## START Selected passage
How to use hooks?

What are the hooks?

During the interactions between agents and environments, we often want to collect some useful information. One straightforward approach is the imperative programming. We write the code in a loop and execute them step by step.

while true
    env |> policy |> env
    # write your own logic here
    # like saving parameters, recording loss function, evaluating policy, etc.
    stop_condition(env, policy) && break
    is_terminated(env) && reset!(env)
end

The benifit of this approach is the great clarity. You are responsible for what you write. And this is the encouraged approach for new users to try different components in this package.

Another approach is the declarative programming. We describe when and what we want to do during an experiment. Then put them together with the agent and environment. Finally we execute the run command to conduct our experiment. In this way, we can reuse some common hooks and execution pipelines instead of writing many duplicate codes. In many existing reinforcement learning python packages, people usually use a set of configuration files to define the execution pipeline. However, we believe this is not necessary in Julia. With the declarative programming approach, we gain much more flexibilities.

Now the question is how to design the hook. A natural choice is to wrap the comments part in the above pseudocode into a function:

while true
    env |> policy |> env
    hook(policy, env)
    stop_condition(env, policy) && break
    is_terminated(env) && reset!(env)
end

But sometimes, we'd like to have a more fingrained control. So we split the calling of hooks into several different stages:

How to define a customized hook?

By default, an instance of AbstractHook will do nothing when called with (hook::AbstractHook)(::AbstractStage, policy, env). So when writing a customized hook, you only need to implement the necessary runtime logic.

For example, assume we want to record the wall time of each episode.

julia> using ReinforcementLearning

julia> Base.@kwdef mutable struct TimeCostPerEpisode <: AbstractHook
           t::UInt64 = time_ns()
           time_costs::Vector{UInt64} = []
       end
Main.ex-how_to_use_hooks.TimeCostPerEpisode

julia> (h::TimeCostPerEpisode)(::PreEpisodeStage, policy, env) = h.t = time_ns()
## END Selected passage
To be done:
A: In the hooks guide, shorten the paragraph beginning "Another approach is the declarative programming" into a bulleted list that keeps its main facts.
B: According to the hooks guide, which of the two programming approaches is encouraged for new users trying out different components of the package?
## START Extracted entries
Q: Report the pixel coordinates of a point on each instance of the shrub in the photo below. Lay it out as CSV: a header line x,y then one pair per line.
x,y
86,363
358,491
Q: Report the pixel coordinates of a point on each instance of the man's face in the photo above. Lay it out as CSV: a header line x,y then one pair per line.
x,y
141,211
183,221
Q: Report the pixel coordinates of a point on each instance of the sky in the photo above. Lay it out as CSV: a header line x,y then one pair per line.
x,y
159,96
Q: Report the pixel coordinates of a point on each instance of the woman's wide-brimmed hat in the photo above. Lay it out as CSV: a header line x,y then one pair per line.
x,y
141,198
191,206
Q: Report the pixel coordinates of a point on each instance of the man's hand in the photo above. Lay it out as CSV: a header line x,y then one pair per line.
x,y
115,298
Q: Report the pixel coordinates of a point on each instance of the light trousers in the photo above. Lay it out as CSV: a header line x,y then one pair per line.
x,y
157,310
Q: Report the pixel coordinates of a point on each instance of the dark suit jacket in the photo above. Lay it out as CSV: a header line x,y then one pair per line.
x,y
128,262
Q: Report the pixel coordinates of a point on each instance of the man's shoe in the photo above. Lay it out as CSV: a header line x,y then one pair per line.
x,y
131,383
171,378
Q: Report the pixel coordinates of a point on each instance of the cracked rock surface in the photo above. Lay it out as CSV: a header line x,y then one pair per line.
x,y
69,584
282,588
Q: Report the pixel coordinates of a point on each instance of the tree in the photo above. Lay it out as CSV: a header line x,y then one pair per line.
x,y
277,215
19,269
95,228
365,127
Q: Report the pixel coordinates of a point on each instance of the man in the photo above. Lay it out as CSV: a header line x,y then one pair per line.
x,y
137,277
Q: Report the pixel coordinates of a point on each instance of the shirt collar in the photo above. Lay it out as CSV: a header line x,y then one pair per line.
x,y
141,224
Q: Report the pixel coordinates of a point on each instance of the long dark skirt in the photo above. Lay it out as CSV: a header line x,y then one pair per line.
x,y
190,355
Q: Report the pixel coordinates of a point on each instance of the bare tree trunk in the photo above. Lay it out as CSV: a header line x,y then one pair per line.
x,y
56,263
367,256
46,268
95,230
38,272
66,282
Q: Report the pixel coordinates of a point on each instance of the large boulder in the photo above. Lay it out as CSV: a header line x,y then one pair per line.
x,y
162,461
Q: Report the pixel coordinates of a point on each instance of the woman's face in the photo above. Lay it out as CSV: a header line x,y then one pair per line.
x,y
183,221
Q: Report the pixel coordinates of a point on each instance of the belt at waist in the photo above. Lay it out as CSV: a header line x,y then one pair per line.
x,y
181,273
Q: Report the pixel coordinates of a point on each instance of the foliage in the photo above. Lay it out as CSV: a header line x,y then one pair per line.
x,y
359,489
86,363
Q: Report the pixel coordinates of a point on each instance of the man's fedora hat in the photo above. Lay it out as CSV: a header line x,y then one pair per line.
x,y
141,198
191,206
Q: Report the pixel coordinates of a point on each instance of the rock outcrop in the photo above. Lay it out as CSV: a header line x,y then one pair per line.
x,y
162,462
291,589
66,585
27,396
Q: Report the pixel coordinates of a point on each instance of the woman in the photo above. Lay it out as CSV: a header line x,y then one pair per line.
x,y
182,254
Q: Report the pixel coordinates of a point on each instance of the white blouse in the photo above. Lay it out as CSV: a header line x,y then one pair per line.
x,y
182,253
## END Extracted entries
## START Extracted entries
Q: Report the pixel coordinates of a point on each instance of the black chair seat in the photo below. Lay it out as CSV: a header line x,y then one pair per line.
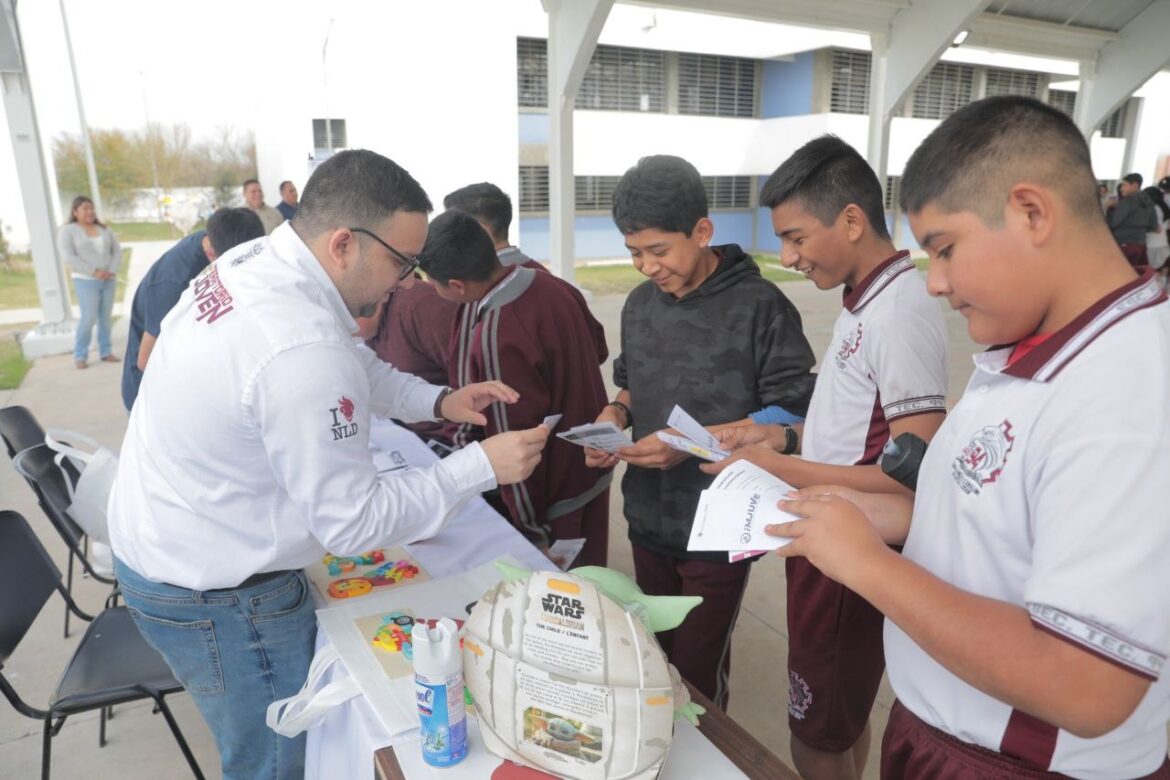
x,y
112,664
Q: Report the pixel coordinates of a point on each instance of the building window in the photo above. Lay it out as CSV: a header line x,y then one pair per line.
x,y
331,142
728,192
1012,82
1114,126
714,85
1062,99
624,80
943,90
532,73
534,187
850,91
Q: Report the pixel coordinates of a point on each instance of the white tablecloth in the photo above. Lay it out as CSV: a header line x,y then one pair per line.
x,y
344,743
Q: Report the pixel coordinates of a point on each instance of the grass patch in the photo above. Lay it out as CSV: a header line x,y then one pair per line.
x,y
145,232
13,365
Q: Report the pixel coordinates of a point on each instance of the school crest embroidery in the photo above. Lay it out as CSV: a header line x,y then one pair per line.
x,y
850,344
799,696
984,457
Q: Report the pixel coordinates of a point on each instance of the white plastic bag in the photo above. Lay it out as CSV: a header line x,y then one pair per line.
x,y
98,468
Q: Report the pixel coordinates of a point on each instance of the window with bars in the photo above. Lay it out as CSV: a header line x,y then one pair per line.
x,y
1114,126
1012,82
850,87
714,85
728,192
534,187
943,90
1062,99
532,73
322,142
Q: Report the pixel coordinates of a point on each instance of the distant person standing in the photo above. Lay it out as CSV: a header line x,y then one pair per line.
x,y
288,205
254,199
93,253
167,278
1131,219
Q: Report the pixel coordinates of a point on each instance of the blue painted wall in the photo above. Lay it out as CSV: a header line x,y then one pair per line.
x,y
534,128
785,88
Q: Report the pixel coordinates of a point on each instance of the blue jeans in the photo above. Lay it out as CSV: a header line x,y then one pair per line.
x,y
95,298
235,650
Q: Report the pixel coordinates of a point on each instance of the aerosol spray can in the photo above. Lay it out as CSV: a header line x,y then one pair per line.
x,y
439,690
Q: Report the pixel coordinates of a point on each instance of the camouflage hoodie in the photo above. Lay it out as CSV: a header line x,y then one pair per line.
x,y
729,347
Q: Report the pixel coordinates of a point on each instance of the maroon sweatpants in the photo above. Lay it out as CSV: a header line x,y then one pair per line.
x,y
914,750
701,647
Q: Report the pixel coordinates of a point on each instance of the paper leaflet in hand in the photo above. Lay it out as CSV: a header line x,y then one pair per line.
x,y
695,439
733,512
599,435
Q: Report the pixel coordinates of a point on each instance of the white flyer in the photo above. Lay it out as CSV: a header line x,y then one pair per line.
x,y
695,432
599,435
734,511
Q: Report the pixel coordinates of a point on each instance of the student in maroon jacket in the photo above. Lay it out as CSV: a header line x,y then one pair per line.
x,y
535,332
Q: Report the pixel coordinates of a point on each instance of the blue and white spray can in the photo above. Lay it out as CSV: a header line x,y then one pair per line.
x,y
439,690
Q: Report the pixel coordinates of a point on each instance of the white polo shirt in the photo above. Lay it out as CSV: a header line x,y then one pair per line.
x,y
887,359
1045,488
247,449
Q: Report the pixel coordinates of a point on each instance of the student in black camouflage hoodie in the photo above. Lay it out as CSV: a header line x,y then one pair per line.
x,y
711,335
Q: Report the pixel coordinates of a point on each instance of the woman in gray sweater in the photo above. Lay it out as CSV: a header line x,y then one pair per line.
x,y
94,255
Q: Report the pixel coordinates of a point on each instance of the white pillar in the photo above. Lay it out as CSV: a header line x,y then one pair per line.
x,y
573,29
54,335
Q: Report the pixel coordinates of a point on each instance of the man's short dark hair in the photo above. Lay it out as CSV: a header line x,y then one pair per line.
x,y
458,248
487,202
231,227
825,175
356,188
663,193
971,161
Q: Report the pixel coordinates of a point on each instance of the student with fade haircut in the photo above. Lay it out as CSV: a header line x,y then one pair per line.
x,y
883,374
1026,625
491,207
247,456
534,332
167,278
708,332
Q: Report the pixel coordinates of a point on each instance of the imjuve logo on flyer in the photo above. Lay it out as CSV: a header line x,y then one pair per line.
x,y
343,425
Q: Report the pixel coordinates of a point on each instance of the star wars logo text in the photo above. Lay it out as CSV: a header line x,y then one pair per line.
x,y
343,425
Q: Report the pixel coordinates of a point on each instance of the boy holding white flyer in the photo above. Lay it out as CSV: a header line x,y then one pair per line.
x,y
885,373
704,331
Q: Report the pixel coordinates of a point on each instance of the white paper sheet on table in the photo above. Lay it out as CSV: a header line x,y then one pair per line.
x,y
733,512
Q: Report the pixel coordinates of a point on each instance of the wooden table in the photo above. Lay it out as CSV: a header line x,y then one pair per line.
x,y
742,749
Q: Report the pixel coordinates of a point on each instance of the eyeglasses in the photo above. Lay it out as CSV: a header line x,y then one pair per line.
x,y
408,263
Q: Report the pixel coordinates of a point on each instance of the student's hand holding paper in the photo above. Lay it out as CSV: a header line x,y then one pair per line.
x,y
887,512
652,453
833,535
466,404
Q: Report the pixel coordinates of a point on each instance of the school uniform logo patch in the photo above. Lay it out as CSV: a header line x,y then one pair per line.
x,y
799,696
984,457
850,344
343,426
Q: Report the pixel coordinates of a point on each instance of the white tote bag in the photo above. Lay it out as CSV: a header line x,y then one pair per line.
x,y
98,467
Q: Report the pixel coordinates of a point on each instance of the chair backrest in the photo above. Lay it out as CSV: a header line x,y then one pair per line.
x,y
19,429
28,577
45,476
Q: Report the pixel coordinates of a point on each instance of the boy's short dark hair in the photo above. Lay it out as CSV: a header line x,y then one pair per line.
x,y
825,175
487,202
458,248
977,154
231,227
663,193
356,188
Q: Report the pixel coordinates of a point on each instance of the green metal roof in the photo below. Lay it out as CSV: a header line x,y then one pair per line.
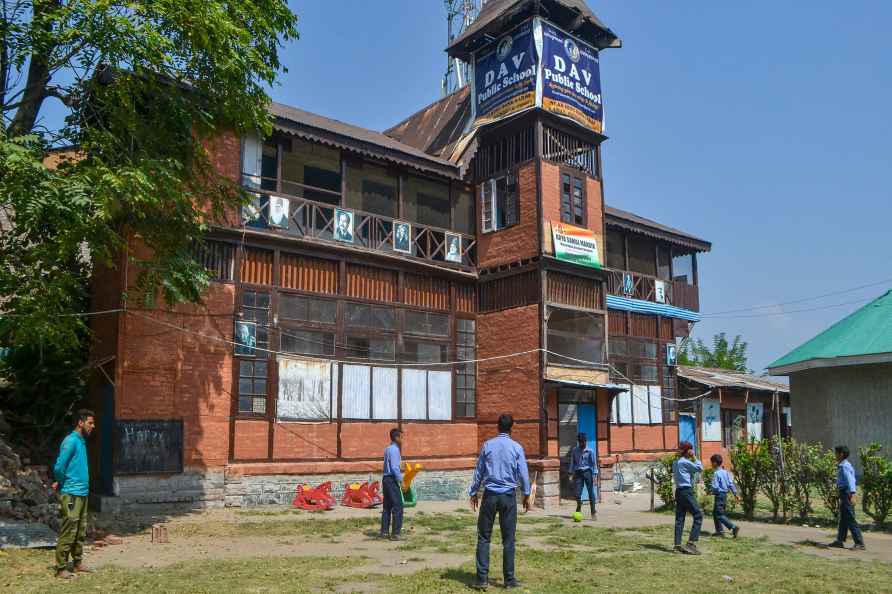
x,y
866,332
## END Extracted entries
## START Extracted entries
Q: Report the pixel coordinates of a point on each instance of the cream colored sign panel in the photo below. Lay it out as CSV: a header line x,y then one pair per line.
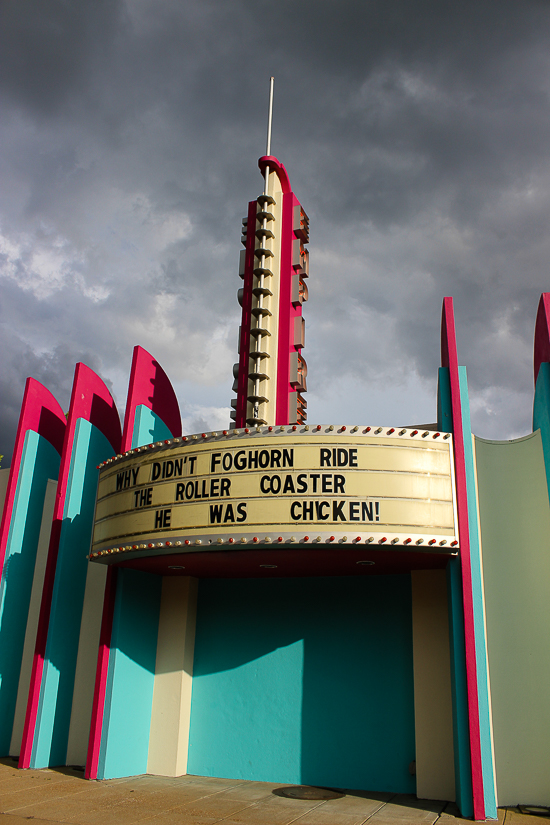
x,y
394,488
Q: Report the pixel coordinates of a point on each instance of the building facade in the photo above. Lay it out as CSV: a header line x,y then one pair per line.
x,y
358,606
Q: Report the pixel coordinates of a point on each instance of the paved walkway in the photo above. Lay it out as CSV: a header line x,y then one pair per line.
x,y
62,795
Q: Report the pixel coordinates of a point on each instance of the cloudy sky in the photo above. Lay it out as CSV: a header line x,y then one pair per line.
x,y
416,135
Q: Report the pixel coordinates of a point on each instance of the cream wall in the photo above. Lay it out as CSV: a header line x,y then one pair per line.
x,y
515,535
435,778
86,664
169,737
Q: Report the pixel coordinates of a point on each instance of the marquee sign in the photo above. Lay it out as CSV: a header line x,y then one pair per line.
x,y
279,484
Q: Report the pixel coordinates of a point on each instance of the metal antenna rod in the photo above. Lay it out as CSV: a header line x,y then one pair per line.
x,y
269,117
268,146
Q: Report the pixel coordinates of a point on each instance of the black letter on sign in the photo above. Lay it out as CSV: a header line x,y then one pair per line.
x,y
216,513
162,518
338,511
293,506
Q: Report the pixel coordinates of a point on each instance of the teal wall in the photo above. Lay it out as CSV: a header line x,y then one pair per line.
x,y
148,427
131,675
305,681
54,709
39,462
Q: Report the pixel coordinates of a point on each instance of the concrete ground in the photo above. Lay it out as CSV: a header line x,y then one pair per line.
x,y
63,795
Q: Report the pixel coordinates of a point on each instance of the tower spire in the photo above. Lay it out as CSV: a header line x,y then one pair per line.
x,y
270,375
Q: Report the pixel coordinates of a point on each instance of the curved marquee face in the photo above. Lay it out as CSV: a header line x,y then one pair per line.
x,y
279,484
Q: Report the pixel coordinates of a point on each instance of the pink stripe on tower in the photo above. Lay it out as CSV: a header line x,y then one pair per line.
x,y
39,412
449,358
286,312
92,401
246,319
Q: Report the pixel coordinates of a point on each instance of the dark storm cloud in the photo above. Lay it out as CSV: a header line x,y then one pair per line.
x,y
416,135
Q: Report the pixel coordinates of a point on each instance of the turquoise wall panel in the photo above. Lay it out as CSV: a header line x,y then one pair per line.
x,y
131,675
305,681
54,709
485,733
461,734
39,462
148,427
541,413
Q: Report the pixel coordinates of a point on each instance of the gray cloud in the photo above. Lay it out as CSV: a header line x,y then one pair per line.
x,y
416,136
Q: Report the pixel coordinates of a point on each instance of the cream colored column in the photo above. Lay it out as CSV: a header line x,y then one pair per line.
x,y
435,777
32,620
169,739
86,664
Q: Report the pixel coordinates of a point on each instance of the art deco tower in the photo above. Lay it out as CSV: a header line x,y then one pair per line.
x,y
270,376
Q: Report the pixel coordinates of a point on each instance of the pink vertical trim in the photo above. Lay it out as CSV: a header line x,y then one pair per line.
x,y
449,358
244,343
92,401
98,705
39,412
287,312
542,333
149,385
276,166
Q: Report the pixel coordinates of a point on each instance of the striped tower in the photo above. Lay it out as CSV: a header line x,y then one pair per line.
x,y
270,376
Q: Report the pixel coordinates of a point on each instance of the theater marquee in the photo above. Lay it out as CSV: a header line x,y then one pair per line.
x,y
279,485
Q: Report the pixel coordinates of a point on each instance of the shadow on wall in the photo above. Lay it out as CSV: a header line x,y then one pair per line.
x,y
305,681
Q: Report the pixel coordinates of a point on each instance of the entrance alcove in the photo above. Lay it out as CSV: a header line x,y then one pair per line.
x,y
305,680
## END Extracted entries
Responses for each task:
A:
- The declarative approach describes when and what should happen during an experiment.
- These descriptions are combined with the agent and environment, and the run command executes the experiment.
- Common hooks and execution pipelines can be reused instead of writing duplicate code.
- Many Python reinforcement learning packages define the pipeline with configuration files, but this is considered unnecessary in Julia.
- The declarative approach gives much more flexibility.

B: The imperative programming approach, where the code is written in a loop and executed step by step.